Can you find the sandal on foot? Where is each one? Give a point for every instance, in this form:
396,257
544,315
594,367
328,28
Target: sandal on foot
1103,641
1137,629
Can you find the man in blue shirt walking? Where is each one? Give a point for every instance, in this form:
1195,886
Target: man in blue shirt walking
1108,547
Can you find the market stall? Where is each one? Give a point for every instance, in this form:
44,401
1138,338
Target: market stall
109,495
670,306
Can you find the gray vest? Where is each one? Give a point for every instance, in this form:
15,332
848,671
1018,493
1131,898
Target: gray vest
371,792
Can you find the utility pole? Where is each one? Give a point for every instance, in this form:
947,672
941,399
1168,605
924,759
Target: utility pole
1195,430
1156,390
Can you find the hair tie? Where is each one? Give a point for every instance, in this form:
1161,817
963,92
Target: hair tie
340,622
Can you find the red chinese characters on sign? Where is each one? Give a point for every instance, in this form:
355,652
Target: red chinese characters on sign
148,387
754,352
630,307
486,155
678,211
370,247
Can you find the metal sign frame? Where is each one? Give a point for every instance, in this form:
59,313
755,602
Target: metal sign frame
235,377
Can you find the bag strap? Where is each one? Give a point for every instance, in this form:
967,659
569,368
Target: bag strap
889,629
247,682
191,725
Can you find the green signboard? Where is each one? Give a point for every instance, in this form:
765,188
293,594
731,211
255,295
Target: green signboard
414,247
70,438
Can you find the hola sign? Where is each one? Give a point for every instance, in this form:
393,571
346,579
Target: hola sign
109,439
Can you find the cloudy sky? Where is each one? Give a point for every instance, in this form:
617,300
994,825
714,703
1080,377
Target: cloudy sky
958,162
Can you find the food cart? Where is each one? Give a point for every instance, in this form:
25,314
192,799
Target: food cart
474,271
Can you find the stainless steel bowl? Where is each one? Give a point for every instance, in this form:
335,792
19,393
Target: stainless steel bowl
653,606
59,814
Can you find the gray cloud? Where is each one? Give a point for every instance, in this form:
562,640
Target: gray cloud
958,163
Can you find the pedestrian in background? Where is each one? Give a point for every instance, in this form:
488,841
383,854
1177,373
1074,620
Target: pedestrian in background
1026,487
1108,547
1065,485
══════
**Task details:** The answer is all of the material, given again exactly.

**Exercise output:**
Can you find the sandal on foot? Where is each one? Give a point for every instance, in this form:
396,257
544,315
594,367
328,28
Target: sandal on foot
1103,641
1137,629
Can you find the man in blue shirt walking? Where is each one? Give a point for every instance, in this form:
1195,886
Target: man in blue shirt walking
1108,547
Can you find the market stall? Where is each one? Give a point for every instance, in this form:
44,401
1138,338
Target: market stall
109,495
670,306
Can you find the gray vest? Where is each one? Give a point for every instance, in this form:
15,332
848,671
1018,493
1131,898
Target: gray vest
371,792
Can you find the utility pole? Where is each one? Give a point for every instance, in this form:
947,672
941,399
1168,605
924,759
Target: utility pole
1195,430
1156,390
Can you find the hair tie? Where is each one? Give a point for every instance, in this form:
1161,817
963,92
Target: hair tie
340,622
Can you find the red chinese characters on sign? Where is each one? Give a point for every instance, in this form:
355,652
Target: red chinese characters on sign
148,387
754,352
630,307
486,155
678,211
370,247
Can you find the metal sign frame? Where is each one? Give a point for every instance, in this form:
59,313
755,602
Target: metal sign frame
235,377
Can you find the bag strap? Where is each one? Give a point for every instance, in this form:
967,659
569,368
Target: bag strap
889,629
247,682
191,725
Can you find the green signboard? Where is each one? Give a point for every instance, in this form:
765,188
293,594
731,211
255,295
Target: green signboard
414,247
70,438
Can you find the hola sign? Where is each one? Give a point for every instance, in this form:
393,571
346,579
Target: hola sign
109,439
Can you find the cloudy sky? Where is each one? Give a point for every instance, in this form:
617,300
994,825
714,703
1080,377
Target: cloudy sky
958,162
Can you find the food cart? Where is each one? Give a point for every instance, in this form:
25,314
192,799
Target: food cart
474,271
Can you find the stainless steel bowl? Where is each one? Give a point for every instance, in this form:
335,792
19,393
Target: stainless steel bowl
653,606
59,814
Can you find the gray cloud? Where is each one? Give a point for every instance, in this form:
562,640
Target: gray cloud
958,163
Can you find the pedestrian in background? Where is each one? Give a point for every instance, in this form:
488,841
383,854
1177,373
1074,620
Target: pedestrian in background
1026,487
1108,547
1065,485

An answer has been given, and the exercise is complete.